◆ **Objective**:
Reproduce every line of the data below word for word, leaving out the pictures.

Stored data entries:

╔══

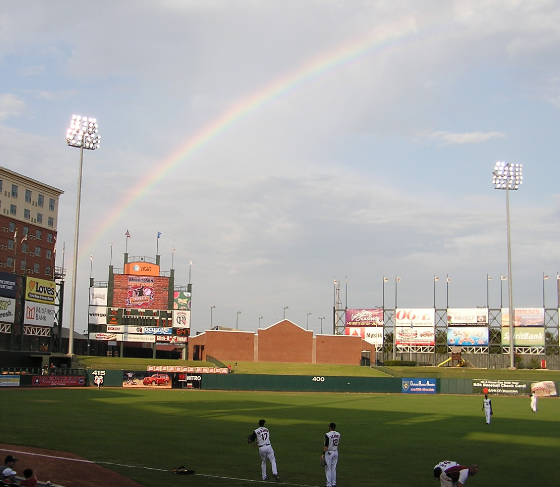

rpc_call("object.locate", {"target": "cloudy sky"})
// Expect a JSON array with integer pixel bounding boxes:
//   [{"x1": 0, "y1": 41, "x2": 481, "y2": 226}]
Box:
[{"x1": 0, "y1": 0, "x2": 560, "y2": 331}]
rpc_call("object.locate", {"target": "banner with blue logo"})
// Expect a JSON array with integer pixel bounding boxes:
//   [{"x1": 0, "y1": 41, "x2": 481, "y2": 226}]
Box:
[{"x1": 402, "y1": 377, "x2": 437, "y2": 394}]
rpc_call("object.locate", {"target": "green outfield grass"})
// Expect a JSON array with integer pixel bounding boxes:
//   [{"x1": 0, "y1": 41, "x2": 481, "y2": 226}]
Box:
[{"x1": 0, "y1": 388, "x2": 560, "y2": 487}]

╚══

◆ **Finished task**:
rpc_call("object.locate", {"target": "cloudy sky"})
// Expect a JSON array with integer pixel bounding boxes:
//   [{"x1": 0, "y1": 41, "x2": 481, "y2": 226}]
Box:
[{"x1": 0, "y1": 0, "x2": 560, "y2": 331}]
rpc_call("object.locate", {"target": "banner with blue logo"})
// Expect a JSON array with integer pixel bounding boxes:
//   [{"x1": 0, "y1": 41, "x2": 481, "y2": 226}]
Box:
[{"x1": 402, "y1": 377, "x2": 437, "y2": 394}]
rpc_call("object.locate", {"target": "green outfield grass"})
// Expect a JSON array with integer pixel bounding boxes:
//   [{"x1": 0, "y1": 41, "x2": 481, "y2": 226}]
Box:
[{"x1": 0, "y1": 388, "x2": 560, "y2": 487}]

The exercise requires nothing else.